- [EXERCISE PROMPT]: Could you rewrite the lines below, replacing "a single point" with "one point" wherever it occurs and keeping everything else unchanged?

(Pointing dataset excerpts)
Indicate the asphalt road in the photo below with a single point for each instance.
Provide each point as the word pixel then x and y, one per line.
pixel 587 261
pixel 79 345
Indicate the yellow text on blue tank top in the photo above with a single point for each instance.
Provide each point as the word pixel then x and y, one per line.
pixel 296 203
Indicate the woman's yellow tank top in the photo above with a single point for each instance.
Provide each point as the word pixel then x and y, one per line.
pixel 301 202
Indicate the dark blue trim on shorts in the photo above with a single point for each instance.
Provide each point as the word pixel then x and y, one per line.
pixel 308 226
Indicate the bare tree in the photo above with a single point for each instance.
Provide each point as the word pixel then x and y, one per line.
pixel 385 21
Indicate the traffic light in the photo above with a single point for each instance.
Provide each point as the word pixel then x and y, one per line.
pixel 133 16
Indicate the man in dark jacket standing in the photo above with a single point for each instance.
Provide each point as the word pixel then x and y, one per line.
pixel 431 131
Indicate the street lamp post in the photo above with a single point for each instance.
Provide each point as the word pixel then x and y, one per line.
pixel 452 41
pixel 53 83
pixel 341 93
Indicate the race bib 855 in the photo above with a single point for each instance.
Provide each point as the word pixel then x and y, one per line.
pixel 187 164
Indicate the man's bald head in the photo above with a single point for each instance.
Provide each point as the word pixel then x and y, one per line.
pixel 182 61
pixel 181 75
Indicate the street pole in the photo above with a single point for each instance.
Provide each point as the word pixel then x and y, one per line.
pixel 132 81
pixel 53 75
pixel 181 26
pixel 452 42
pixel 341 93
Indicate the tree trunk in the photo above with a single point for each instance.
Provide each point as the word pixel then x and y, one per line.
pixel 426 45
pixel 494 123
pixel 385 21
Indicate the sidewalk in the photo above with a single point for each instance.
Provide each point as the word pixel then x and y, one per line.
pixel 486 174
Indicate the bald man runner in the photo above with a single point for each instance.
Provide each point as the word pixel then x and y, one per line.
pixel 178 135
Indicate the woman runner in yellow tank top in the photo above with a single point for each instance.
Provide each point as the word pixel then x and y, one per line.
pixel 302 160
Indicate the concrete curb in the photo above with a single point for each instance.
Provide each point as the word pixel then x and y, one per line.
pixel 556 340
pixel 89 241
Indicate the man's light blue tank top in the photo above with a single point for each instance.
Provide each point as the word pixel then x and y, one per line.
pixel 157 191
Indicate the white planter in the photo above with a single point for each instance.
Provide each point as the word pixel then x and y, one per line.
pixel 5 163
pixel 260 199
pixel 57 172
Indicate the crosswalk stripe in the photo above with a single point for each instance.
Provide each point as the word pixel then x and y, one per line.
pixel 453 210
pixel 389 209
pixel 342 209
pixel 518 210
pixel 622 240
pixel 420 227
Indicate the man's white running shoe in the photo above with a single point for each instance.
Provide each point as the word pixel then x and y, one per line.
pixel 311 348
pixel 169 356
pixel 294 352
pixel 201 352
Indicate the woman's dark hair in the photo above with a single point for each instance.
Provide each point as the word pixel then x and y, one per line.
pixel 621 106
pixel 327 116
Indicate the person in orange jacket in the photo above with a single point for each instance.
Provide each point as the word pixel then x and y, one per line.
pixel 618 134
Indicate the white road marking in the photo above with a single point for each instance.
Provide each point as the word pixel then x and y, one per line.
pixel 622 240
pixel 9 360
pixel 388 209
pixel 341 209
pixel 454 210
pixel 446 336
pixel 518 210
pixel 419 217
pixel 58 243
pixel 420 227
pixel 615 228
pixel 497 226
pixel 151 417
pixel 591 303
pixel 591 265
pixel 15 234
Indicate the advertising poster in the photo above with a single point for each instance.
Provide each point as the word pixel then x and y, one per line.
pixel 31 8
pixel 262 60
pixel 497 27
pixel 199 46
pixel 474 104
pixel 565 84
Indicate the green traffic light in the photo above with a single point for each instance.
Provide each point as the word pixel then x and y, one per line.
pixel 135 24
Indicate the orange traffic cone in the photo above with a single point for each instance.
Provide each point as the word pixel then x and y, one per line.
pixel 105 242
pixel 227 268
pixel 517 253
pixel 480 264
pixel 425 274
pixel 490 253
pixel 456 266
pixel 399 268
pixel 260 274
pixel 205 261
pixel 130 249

- [OUTPUT OF THE EXERCISE]:
Indicate the asphalt road in the photo below with one point for each instance.
Provide each point as the word pixel then x and y, one per line.
pixel 587 261
pixel 79 345
Indicate the yellow text on blue tank top in the photo above with one point for each instance.
Provide each point as the word pixel then x and y, one per line.
pixel 296 203
Indicate the woman's yellow tank top in the photo above with one point for each instance.
Provide each point as the word pixel then x and y, one per line.
pixel 301 202
Indicate the dark blue trim on shorts in the photo above with one point for each instance.
Provide each point as the word pixel then x and y, one per line.
pixel 308 226
Indicate the bare tree in the photo above with one point for each instance.
Provide each point as the word pixel then x and y, one per line.
pixel 385 21
Indicate the traffic light in the photo above with one point for each instance.
Provide each point as the word pixel then x and y, one per line.
pixel 133 16
Indicate the man in dark jacket standing in the photo above with one point for each instance.
Provide each point as the word pixel then x and y, one per line.
pixel 431 131
Indicate the street lamp post in the photo above with one point for each instance.
Provide each point as the word pixel then x and y, one per line.
pixel 452 41
pixel 53 83
pixel 341 93
Indicate the race bib 855 in the photo above with one point for each instance.
Provide each point as the word pixel then x and y, one per line.
pixel 187 164
Indicate the man's bald head in the photo above with one point for each instance.
Provide each point as the word pixel then x and y, one per line.
pixel 182 61
pixel 181 75
Indicate the street pole in the photo above with one point for each instance.
Provide each point as the word pixel then x and y, one per line.
pixel 132 81
pixel 53 75
pixel 181 26
pixel 452 42
pixel 341 93
Indicate the tree trunk in the photo above with one point for each instance.
Provide each point as the word pixel then x and y, one per line.
pixel 426 45
pixel 494 123
pixel 385 21
Indicate the sidewalk in the photo above with one point for each instance.
Provide each point as the word pixel then x and y, one per line.
pixel 486 174
Indicate the bald man runner in the photo above with one point for each instance.
Provide each point as the word pixel then x and y, one per line.
pixel 178 135
Indicate the woman runner in yellow tank top in the photo above with one point for each instance.
Provide each point as the word pixel then x and y, one per line.
pixel 302 160
Indicate the concrete curb in the photo above with one point for each instance.
Provide each point as the word pixel then x and y, one per line.
pixel 556 340
pixel 89 241
Indicate the man's light blue tank top in the photo above with one point for each instance.
Provide each point as the word pixel then x and y, one per line.
pixel 157 191
Indicate the white planter in the photo above with one point for each instance.
Provide each point as the word pixel then x and y, one per line.
pixel 5 163
pixel 260 199
pixel 57 172
Indicate the crosswalk stripe in the photo above with one point for each instance.
Provide each point as the word pixel then x and y, one per line.
pixel 453 210
pixel 389 209
pixel 342 209
pixel 518 210
pixel 622 240
pixel 420 227
Indicate the man's white running shoe in the photo above with one point for each instance.
Provide each point as the word pixel then x and y, one per line.
pixel 311 348
pixel 169 356
pixel 294 352
pixel 201 352
Indicate the woman's dark hair in the photo above with one point for each instance.
Provide each point as the word pixel then x and y, one per line.
pixel 621 106
pixel 327 116
Indicate the person in orange jacket in the photo above with one point for each instance.
Provide each point as the word pixel then x and y, one per line.
pixel 618 134
Indicate the white road marking in the photo above with one point for each instance.
Provide each point as the word pixel then x and y, one per line.
pixel 622 240
pixel 9 360
pixel 388 209
pixel 341 209
pixel 454 210
pixel 446 336
pixel 518 210
pixel 419 217
pixel 58 243
pixel 420 227
pixel 615 228
pixel 497 226
pixel 151 417
pixel 591 303
pixel 591 265
pixel 15 234
Indicate the advertising poster in the photo above with one point for each instance.
Provide each point as the word pixel then x and y, one per line.
pixel 31 8
pixel 262 60
pixel 497 27
pixel 199 46
pixel 474 104
pixel 565 84
Indicate the green traffic light in the photo above with one point for each instance.
Provide each point as the word pixel then x and y, one per line.
pixel 135 24
Indicate the orange traffic cone in the photo above with one point for each instance.
Provide each point as the word pixel then x and y, one per line.
pixel 105 242
pixel 227 268
pixel 517 253
pixel 480 264
pixel 425 274
pixel 490 253
pixel 456 266
pixel 399 268
pixel 260 274
pixel 205 261
pixel 130 249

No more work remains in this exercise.